The records must be repeated exactly and in their entirety.

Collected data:
------------
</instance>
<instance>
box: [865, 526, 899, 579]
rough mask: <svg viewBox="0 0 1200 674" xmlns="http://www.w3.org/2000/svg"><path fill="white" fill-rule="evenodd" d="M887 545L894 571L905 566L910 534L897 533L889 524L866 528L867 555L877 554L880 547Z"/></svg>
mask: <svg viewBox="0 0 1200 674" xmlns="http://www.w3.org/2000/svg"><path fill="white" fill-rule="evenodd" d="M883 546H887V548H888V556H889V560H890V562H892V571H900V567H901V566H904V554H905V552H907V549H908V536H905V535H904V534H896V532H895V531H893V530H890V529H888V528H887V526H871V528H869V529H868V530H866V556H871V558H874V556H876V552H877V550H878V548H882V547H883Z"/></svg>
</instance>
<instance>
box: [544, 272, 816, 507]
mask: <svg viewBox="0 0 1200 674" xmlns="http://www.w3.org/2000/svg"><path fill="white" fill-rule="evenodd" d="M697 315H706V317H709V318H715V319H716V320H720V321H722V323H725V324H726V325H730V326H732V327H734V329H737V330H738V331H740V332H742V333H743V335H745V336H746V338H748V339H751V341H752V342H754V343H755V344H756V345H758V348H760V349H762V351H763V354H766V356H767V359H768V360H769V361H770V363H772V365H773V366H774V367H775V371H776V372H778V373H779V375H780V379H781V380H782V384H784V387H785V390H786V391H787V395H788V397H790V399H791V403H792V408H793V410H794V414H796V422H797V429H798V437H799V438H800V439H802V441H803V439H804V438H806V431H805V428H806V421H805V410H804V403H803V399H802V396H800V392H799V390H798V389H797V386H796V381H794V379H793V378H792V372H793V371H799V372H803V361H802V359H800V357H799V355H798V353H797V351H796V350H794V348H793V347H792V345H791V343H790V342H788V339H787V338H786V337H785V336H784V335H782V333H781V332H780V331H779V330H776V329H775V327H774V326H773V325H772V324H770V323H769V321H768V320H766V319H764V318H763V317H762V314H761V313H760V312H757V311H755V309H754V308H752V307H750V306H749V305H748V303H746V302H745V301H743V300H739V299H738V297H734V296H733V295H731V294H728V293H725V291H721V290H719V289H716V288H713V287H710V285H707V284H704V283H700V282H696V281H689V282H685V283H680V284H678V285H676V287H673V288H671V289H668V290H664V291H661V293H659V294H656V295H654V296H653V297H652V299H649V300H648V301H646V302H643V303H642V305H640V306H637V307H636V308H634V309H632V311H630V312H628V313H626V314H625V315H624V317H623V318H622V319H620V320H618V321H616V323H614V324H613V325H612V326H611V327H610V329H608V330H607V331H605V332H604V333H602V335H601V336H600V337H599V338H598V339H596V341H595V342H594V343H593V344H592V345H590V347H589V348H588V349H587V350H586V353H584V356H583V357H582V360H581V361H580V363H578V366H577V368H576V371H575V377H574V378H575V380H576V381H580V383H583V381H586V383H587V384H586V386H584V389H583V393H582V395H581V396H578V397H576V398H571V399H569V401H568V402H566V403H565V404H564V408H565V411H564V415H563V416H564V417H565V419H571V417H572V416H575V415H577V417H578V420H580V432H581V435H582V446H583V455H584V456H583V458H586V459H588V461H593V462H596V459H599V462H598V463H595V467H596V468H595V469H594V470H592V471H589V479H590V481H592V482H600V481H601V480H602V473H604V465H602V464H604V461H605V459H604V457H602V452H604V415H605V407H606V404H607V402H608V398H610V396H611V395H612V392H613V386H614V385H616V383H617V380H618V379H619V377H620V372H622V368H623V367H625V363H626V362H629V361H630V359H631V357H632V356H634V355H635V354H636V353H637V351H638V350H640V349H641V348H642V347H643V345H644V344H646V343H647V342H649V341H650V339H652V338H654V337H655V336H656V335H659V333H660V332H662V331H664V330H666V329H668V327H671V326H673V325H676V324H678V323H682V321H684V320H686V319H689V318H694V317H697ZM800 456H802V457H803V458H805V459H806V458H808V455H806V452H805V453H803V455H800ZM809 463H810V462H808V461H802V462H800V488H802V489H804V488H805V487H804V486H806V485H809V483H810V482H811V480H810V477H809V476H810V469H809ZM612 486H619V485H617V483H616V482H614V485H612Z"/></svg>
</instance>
------------
Answer to the problem:
</instance>
<instance>
box: [865, 526, 899, 579]
rough mask: <svg viewBox="0 0 1200 674" xmlns="http://www.w3.org/2000/svg"><path fill="white" fill-rule="evenodd" d="M887 545L894 571L905 566L910 534L897 533L889 524L866 528L867 555L877 554L880 547Z"/></svg>
mask: <svg viewBox="0 0 1200 674" xmlns="http://www.w3.org/2000/svg"><path fill="white" fill-rule="evenodd" d="M883 546H887V548H888V556H889V560H890V562H892V571H900V567H901V566H904V554H905V552H907V549H908V536H905V535H904V534H896V532H895V531H893V530H890V529H888V528H887V526H871V528H869V529H868V530H866V556H871V558H874V556H876V552H877V550H878V548H882V547H883Z"/></svg>
</instance>
<instance>
box: [544, 272, 816, 507]
mask: <svg viewBox="0 0 1200 674" xmlns="http://www.w3.org/2000/svg"><path fill="white" fill-rule="evenodd" d="M697 315H706V317H709V318H715V319H716V320H720V321H722V323H725V324H726V325H730V326H732V327H734V329H737V330H738V331H740V332H742V333H743V335H745V336H746V338H748V339H751V341H752V342H754V343H755V344H756V345H758V348H760V349H762V351H763V354H766V356H767V359H768V360H769V361H770V363H772V365H773V366H774V367H775V371H776V372H778V373H779V375H780V379H781V380H782V384H784V387H785V390H786V391H787V395H788V397H790V399H791V403H792V408H793V410H794V414H796V422H797V429H798V437H799V438H800V439H802V441H803V439H804V438H806V431H805V428H806V421H805V410H804V403H803V399H802V396H800V392H799V390H798V389H797V386H796V381H794V379H793V378H792V372H793V371H799V372H803V361H802V359H800V357H799V355H798V353H797V351H796V350H794V348H793V347H792V345H791V343H790V342H788V339H787V338H786V337H785V336H784V335H782V333H781V332H780V331H779V330H776V329H775V327H774V326H773V325H772V324H770V323H769V321H768V320H766V319H764V318H763V317H762V314H761V313H760V312H757V311H755V309H754V308H752V307H750V306H749V305H748V303H746V302H745V301H743V300H739V299H738V297H734V296H733V295H731V294H728V293H725V291H721V290H719V289H716V288H713V287H710V285H707V284H704V283H700V282H696V281H689V282H685V283H680V284H678V285H676V287H673V288H671V289H668V290H664V291H661V293H659V294H656V295H654V296H653V297H652V299H649V300H648V301H646V302H643V303H642V305H640V306H637V307H636V308H634V309H632V311H630V312H628V313H626V314H625V315H624V317H623V318H622V319H620V320H618V321H616V323H614V324H613V325H612V326H611V327H610V329H608V330H607V331H605V332H604V333H602V335H601V336H600V337H599V338H598V339H596V341H595V342H594V343H593V344H592V345H590V347H589V348H588V349H587V350H586V353H584V356H583V357H582V360H581V361H580V363H578V366H577V368H576V371H575V377H574V378H575V380H576V381H580V383H583V381H586V383H587V384H586V386H584V389H583V393H582V395H581V396H578V397H576V398H571V399H569V401H568V402H566V403H565V404H564V408H565V411H564V415H563V416H564V417H565V419H571V417H572V416H575V415H577V417H578V420H580V432H581V435H582V446H583V455H584V456H583V458H586V459H588V461H593V462H596V459H599V462H598V463H595V467H596V468H595V469H594V470H592V471H589V479H590V481H592V482H600V481H601V480H602V473H604V465H602V464H604V461H605V459H604V457H602V452H604V415H605V407H606V404H607V402H608V398H610V396H611V395H612V392H613V386H614V385H616V383H617V380H618V379H619V377H620V372H622V368H623V367H625V363H626V362H629V361H630V359H631V357H632V356H634V355H635V354H636V353H637V351H638V350H640V349H641V348H642V347H643V345H644V344H646V343H647V342H649V341H650V339H652V338H654V337H655V336H656V335H659V333H660V332H662V331H664V330H666V329H668V327H671V326H673V325H676V324H678V323H682V321H684V320H686V319H689V318H694V317H697ZM800 456H802V457H803V458H805V459H806V458H808V455H806V452H805V453H803V455H800ZM809 463H810V462H808V461H802V462H800V488H802V489H804V488H805V487H804V486H806V485H809V483H810V482H811V480H810V477H809V476H810V469H809ZM612 486H619V485H617V483H616V482H614V485H612Z"/></svg>
</instance>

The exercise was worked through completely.